● **TASK DIRECTIONS**: Sift the material below and copy out every line that contains the string "heart".

● **STORED ROWS**:

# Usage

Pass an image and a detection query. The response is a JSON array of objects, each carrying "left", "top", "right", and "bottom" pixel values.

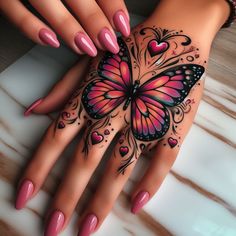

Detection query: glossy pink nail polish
[
  {"left": 131, "top": 191, "right": 150, "bottom": 214},
  {"left": 78, "top": 214, "right": 98, "bottom": 236},
  {"left": 98, "top": 28, "right": 119, "bottom": 54},
  {"left": 15, "top": 180, "right": 34, "bottom": 210},
  {"left": 39, "top": 29, "right": 60, "bottom": 48},
  {"left": 113, "top": 10, "right": 130, "bottom": 37},
  {"left": 24, "top": 99, "right": 43, "bottom": 116},
  {"left": 44, "top": 211, "right": 65, "bottom": 236},
  {"left": 75, "top": 32, "right": 97, "bottom": 57}
]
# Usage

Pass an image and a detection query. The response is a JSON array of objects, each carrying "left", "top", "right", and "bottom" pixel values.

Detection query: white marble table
[{"left": 0, "top": 15, "right": 236, "bottom": 236}]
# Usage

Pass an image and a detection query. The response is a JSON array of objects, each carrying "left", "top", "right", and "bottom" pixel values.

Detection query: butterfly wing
[
  {"left": 82, "top": 39, "right": 132, "bottom": 119},
  {"left": 131, "top": 64, "right": 204, "bottom": 141}
]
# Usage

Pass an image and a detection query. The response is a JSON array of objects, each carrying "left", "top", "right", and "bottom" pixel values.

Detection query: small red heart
[
  {"left": 91, "top": 131, "right": 104, "bottom": 144},
  {"left": 104, "top": 129, "right": 110, "bottom": 135},
  {"left": 119, "top": 146, "right": 129, "bottom": 157},
  {"left": 57, "top": 121, "right": 65, "bottom": 129},
  {"left": 148, "top": 39, "right": 169, "bottom": 57},
  {"left": 168, "top": 137, "right": 178, "bottom": 148}
]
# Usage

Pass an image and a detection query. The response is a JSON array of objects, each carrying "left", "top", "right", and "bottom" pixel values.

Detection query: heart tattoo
[
  {"left": 119, "top": 146, "right": 129, "bottom": 157},
  {"left": 148, "top": 39, "right": 169, "bottom": 57},
  {"left": 168, "top": 137, "right": 178, "bottom": 148},
  {"left": 91, "top": 131, "right": 104, "bottom": 145},
  {"left": 57, "top": 121, "right": 65, "bottom": 129}
]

● **TASK RESULT**:
Detection query: small red heart
Detection query: heart tattoo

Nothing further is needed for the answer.